**WHAT THE TASK ASKS:** Return the records exactly as they are.

[Stored records]
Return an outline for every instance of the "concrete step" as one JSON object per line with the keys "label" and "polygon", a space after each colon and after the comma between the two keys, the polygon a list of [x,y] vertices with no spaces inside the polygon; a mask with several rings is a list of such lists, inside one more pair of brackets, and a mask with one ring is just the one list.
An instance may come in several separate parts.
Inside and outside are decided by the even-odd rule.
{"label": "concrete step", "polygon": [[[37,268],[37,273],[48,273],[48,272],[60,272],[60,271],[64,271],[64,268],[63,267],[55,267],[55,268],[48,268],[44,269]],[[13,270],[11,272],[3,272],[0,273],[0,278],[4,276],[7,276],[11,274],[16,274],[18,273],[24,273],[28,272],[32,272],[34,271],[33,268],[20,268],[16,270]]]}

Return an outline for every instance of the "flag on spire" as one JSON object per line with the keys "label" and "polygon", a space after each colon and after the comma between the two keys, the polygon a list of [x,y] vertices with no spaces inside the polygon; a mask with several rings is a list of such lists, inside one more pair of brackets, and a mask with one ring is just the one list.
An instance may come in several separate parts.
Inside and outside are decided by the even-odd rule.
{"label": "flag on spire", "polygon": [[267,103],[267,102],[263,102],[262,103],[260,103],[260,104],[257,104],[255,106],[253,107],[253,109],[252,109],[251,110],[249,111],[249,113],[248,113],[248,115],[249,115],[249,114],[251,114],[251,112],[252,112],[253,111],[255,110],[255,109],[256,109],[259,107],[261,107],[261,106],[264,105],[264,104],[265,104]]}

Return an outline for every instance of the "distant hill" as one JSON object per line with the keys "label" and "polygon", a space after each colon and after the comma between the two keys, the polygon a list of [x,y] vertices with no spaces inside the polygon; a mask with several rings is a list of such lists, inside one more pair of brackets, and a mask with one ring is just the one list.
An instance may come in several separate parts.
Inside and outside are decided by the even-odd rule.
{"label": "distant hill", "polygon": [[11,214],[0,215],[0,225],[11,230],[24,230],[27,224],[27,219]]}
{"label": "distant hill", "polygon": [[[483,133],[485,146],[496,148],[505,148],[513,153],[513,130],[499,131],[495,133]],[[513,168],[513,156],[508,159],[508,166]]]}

**EXERCISE RESULT:**
Return an outline for every instance of the "concrete step" as one JSON object per line with the keys "label" and "polygon", a space after each colon and after the comma between the two keys, the polygon a list of [x,y] vertices with no spaces inside the polygon; a mask with several rings is a list of such lists, inside one more pair of brackets, and a mask with one ring is just the one list.
An instance may come in several separate parts.
Inside and outside are decided by the even-odd rule.
{"label": "concrete step", "polygon": [[[37,268],[37,273],[48,273],[48,272],[60,272],[60,271],[64,271],[64,268],[63,267],[55,267],[55,268],[48,268],[44,269]],[[13,270],[11,272],[3,272],[0,273],[0,278],[4,276],[7,276],[11,274],[16,274],[18,273],[24,273],[28,272],[32,272],[34,271],[33,268],[20,268],[16,270]]]}

Return an outline for every instance of the "flag on spire" as one JSON object per line with the keys "label" and "polygon", a space after each colon and after the comma between the two keys, the polygon a list of [x,y] vertices with no spaces inside the polygon; a mask with several rings is a list of such lists, inside one more pair of brackets, and a mask with one ring is just the one list.
An instance may come in several separate parts.
Inside and outside are decided by the even-odd rule.
{"label": "flag on spire", "polygon": [[267,103],[267,102],[263,102],[262,103],[260,103],[260,104],[257,104],[255,106],[253,107],[253,109],[252,109],[251,110],[249,111],[249,113],[248,113],[248,115],[249,115],[249,114],[251,114],[251,112],[252,112],[253,111],[255,110],[255,109],[256,109],[259,107],[261,107],[261,106],[264,105],[264,104],[265,104]]}

Return an outline for every instance of the "distant hill" as one JSON object per line with the keys "label" and "polygon", a space after each colon and after the comma between the two keys, the polygon a list of [x,y] vertices with no spaces inside the polygon; a mask with several rings is a list of such lists, inside one more pair of brackets, and a mask with one ring is just the one list.
An instance may come in several separate parts.
Inside and outside are decided by the even-odd rule.
{"label": "distant hill", "polygon": [[11,214],[0,215],[0,225],[11,230],[24,230],[27,224],[27,219]]}
{"label": "distant hill", "polygon": [[[483,133],[485,146],[496,148],[505,148],[513,153],[513,130],[499,131],[495,133]],[[513,168],[513,156],[508,159],[508,166]]]}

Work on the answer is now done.